Annie Cattrell has been a tutor at the Royal College of Art since 2000 and has lectured in many art colleges including Edinburgh School of Art, Wimbledon School of Art, University of Gloucester, University of Ulster and Swansea Metropolitan University. She is senior research fellow in Sculpture at De Montfort University and external examiner in Fine Art at the University of Newcastle.
Cattrell’s practice as an artist is at times informed by working with specialists in neuroscience, meteorology, engineering, psychiatry and the history of science. This cross-disciplinary approach has enabled her to learn in depth about these fields and exposed her to cutting-edge research. She is particularly interested in the synthesis of art, science and the poetic.
Annie Cattrell was born in Glasgow and studied Fine Art at Glasgow School of Art and University of Ulster, and Ceramics & Glass at the Royal College of Art. She is senior research fellow in Sculpture at De Montfort University in Leicester and recently completed a residency based at The Pier Arts Centre in Orkney, where she worked with scientists from Herriot Watt University researching renewable energy using wave power.
She has completed residencies and fellowships at The Royal Institution of Great Britain, The Royal Edinburgh Hospital, Camden Art Centre, British School at Rome and the ACE Helen Chadwick Fellowship at Oxford University.

◆ **Material provided**:
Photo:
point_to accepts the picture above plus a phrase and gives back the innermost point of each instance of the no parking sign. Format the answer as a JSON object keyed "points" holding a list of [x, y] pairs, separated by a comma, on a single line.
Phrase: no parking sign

◆ **Directions**:
1. In the Annie Cattrell biography, since what year has she been a tutor at the Royal College of Art?
2. Pick up the Annie Cattrell biography after its last sentence and carry it on.

◆ **Answers for this exercise**:
1. Since 2000.

2.
Cattrell’s solo exhibitions include Fathom at The Pier Arts Centre, Orkney; Anne Faggionato Gallery, London; From Within at the Faraday Museum, The Royal Institution of Great Britain, London; and All or Nothing at Berwick Gymnasium Gallery, Berwick-upon-Tweed. Her group exhibitions include Lonely at the Top at Museum van Hedendaagse Kunst Antwerpen (MuHKA); Human+ at Science Gallery at Trinity College, Dublin; Out of the Ordinary at the Victoria and Albert Museum, London; Hybrid at Moving Image Centre, Auckland; Medicine and Art: Imaging the Future for Life and Love at Mori Museum, Tokyo; Not Nothing, curated by MuHKA, Mechelen; Invisible Worlds at Kunstverein Freiburg, Germany; The Body: Art and Science at Nationalmuseum, Stockholm, and Einfach Komplex, Museum für Gestaltung Zürich; and Paper Cuts at Fredericke Taylor Gallery, New York.
Cattrell’s work is owned by the Wellcome Trust, MacManus Gallery and Museum, Glasgow Art Galleries, Aberdeen Art Gallery, Edinburgh City Art Centre and many private collections. Recent commissions include Echo for the Forest of Dean Sculpture Trust and 0 to 10,000,000 for the award-winning New Biochemistry Department at Oxford University designed by architects Hawkins/Brown.
In 2008 she jointly won the international Bombay Sapphire Prize.